Information given START

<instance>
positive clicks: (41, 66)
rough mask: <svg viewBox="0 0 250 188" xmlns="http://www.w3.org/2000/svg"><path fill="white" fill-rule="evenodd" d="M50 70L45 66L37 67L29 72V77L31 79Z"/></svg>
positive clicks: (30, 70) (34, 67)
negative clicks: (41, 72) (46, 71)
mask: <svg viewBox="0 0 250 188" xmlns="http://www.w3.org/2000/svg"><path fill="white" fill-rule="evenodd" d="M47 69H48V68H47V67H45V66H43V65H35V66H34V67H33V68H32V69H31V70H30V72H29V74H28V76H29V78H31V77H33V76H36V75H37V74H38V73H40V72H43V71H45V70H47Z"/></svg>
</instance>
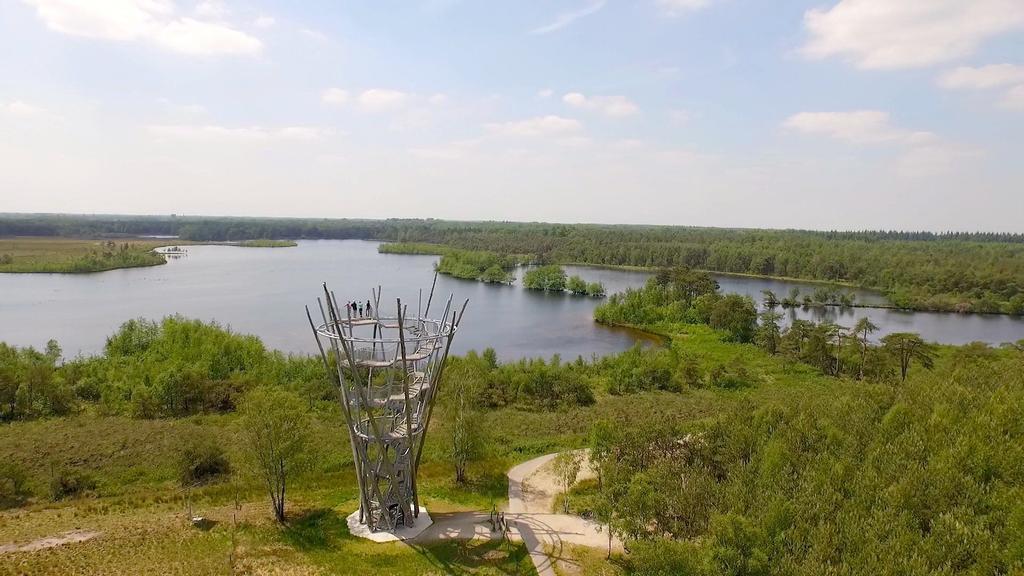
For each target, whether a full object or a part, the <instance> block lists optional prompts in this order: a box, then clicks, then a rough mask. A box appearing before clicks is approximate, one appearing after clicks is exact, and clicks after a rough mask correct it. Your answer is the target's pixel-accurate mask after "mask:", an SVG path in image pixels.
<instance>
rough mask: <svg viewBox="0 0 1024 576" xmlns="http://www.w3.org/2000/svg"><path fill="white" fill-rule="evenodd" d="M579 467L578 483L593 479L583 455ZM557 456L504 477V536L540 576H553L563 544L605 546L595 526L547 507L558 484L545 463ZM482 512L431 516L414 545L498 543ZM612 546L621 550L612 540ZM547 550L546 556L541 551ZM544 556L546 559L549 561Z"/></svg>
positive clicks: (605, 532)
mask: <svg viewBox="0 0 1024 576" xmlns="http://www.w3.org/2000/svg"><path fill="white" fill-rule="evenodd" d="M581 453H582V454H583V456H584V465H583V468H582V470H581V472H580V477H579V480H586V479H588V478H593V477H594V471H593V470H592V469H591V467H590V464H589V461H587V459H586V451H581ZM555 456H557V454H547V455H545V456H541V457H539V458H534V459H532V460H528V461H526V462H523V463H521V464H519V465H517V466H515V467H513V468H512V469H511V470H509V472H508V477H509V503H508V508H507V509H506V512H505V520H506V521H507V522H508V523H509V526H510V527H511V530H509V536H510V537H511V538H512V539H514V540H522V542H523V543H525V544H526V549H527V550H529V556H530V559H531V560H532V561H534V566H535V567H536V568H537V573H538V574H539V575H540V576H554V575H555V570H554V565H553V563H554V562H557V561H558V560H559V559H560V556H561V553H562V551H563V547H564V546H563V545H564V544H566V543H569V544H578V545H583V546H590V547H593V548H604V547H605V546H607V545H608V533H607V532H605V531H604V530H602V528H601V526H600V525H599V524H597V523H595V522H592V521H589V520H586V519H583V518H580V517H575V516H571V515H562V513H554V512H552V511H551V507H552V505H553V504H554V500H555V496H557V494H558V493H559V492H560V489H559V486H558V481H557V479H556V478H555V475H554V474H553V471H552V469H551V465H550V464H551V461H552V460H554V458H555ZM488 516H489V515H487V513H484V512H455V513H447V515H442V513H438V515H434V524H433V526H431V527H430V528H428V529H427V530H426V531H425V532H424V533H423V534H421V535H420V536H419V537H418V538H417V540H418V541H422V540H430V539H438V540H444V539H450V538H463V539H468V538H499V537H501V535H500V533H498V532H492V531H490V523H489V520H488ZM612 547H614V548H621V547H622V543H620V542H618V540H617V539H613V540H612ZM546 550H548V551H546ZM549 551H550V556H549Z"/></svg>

Information given END

Task directions: Give again, exactly as written above, each line from the one that has "negative clicks: (41, 72) (46, 71)" to the one that has "467L578 483L593 479L583", both included; omit the pictures.

Result of the task:
negative clicks: (41, 72) (46, 71)
mask: <svg viewBox="0 0 250 188" xmlns="http://www.w3.org/2000/svg"><path fill="white" fill-rule="evenodd" d="M47 69H48V68H47V67H45V66H43V65H35V66H34V67H33V68H32V69H31V70H30V72H29V74H28V76H29V78H31V77H33V76H36V75H37V74H38V73H40V72H43V71H45V70H47Z"/></svg>
</instance>
For each target, whether a full object or a part, the <instance> block lists optional prompts in this order: a box, then clicks, then a rough mask. A box appearing before clicks is approximate, one appearing after clicks is exact, and clicks after a rough mask correct it. Your answer is the target's pixel-accurate mask after "mask:", an SVG path in image pixels.
<instance>
rough mask: <svg viewBox="0 0 1024 576" xmlns="http://www.w3.org/2000/svg"><path fill="white" fill-rule="evenodd" d="M579 467L578 483L593 479L583 455ZM557 456L504 477V536L540 576H553L563 544L605 546L595 526L547 507L558 484L545 463ZM482 512L431 516L414 545L498 543ZM612 546L621 550L612 540ZM547 550L546 556L541 551ZM544 556L546 559L549 561Z"/></svg>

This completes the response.